Extract –
------------------------------------------------
Question

3000 J of heat is added to a system and 2500 J of work is done by the system. What is the change in internal energy of the system?​

Answer 1

Given:

3000 J of heat is added to a system and 2500 J of work is done by the system.

To find:

Internal energy change of system ?

Calculation:

Applying 1st Law of Thermodynamics:

$\Delta Q = \Delta U + W$

• Since heat was added to system, it sign will be positive.

• Also, since work was done by system, its sign will be positive.

$\implies 3000= \Delta U + 2500$

$\implies \Delta U = 3000 - 2500$

$\implies \Delta U = 500 \: joule$

So, internal energy change is 500 Joule.

Answer 2

Answer:

500J

Explanation:

GIVEN- 3000 J of heat is added to a system and 2500 J of work is done by the system.

TO FIND- the change in internal energy of the system

SOLUTION - according to first law of thermodynamics-

3000= ∆U+ 2500

∆U= 3000-2500

∆U= 500J

first law of thermodynamics- The first law of thermodynamics is a version of the law of conservation of energy, adapted for thermodynamic processes, distinguishing three kinds of transfer of energy, as heat, as thermodynamic work, and as energy associated with matter transfer, and relating them to a function of a body's state, called internal energy

FINAl ANSWER- 500J

#SPJ2.
------------------------------------------------
Short exercise 1 – In the thermodynamics thread, why does the first answer give the heat a positive sign?
Short exercise 2 – Please write out the section of the thermodynamics thread that starts at the words "Internal energy change of" and ends after the words "its sign will be positive.".

A set of data –
------------------------------------------------
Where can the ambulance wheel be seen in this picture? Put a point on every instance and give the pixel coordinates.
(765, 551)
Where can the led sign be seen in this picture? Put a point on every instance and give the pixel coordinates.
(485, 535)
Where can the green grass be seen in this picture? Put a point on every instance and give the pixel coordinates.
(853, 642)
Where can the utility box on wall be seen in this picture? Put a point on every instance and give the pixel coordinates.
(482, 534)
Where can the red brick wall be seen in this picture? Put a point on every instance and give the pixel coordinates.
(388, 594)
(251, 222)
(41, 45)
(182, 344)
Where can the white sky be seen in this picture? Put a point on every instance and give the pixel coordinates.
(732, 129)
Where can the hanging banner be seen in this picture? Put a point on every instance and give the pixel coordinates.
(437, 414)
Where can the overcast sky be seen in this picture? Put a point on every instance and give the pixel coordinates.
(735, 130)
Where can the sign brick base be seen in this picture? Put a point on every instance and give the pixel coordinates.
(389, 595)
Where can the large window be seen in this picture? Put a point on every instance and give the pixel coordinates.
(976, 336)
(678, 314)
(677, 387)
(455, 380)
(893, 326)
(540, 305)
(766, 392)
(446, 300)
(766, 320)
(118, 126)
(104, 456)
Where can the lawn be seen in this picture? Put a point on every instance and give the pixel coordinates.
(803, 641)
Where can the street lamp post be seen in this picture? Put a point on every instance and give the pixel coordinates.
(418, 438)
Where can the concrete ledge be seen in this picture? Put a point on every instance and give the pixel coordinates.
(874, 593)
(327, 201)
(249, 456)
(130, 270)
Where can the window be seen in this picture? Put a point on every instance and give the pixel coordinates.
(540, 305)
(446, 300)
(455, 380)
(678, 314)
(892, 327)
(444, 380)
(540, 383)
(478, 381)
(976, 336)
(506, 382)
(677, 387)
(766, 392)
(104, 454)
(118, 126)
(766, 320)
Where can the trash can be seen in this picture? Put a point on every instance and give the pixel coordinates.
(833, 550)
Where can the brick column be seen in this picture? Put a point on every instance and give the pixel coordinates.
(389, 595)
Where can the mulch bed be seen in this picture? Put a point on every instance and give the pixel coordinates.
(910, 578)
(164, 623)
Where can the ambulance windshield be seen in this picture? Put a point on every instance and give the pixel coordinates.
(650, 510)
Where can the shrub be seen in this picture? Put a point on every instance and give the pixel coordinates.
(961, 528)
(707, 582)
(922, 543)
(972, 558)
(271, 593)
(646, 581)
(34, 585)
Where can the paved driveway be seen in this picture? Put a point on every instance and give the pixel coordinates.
------------------------------------------------
Task solution 1 – Because the heat was added to the system.

Task solution 2 –
Internal energy change of system ?

Calculation:

Applying 1st Law of Thermodynamics:

$\Delta Q = \Delta U + W$

• Since heat was added to system, it sign will be positive.

• Also, since work was done by system, its sign will be positive.